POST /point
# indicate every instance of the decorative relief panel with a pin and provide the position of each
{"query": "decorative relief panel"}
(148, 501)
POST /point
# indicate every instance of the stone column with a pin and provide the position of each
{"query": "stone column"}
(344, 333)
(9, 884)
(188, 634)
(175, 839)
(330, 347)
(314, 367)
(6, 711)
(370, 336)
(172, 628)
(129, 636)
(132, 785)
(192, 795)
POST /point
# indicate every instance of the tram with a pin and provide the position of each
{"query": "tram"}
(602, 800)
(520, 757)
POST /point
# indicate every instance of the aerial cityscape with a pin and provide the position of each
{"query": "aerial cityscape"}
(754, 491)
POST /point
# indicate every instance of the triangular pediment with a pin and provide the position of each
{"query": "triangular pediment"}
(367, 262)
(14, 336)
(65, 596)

§ §

* [Goal of the exercise]
Please retype all of the records above line for line, changing nothing.

* [Solution to the exercise]
POST /point
# indicate every instance of the decorative relief panel with a pin and provide the position of each
{"query": "decorative relief panel"}
(148, 501)
POST /point
# indicate every instance of the stone column with a pin and provide the position of each
{"query": "stone column"}
(344, 333)
(9, 884)
(188, 634)
(175, 839)
(330, 347)
(314, 367)
(6, 711)
(370, 336)
(172, 628)
(129, 636)
(132, 785)
(192, 795)
POST /point
# indicate every instance of the tram with a pin and provide the position of each
{"query": "tram"}
(602, 800)
(520, 757)
POST /point
# indicate every instance of the aerial cityscape with a pin and provide the position of each
{"query": "aerial cityscape"}
(754, 491)
POST /point
# indicate every instance of the triangular pediment with a pin and provide the position of each
{"query": "triangular pediment"}
(367, 262)
(14, 336)
(65, 596)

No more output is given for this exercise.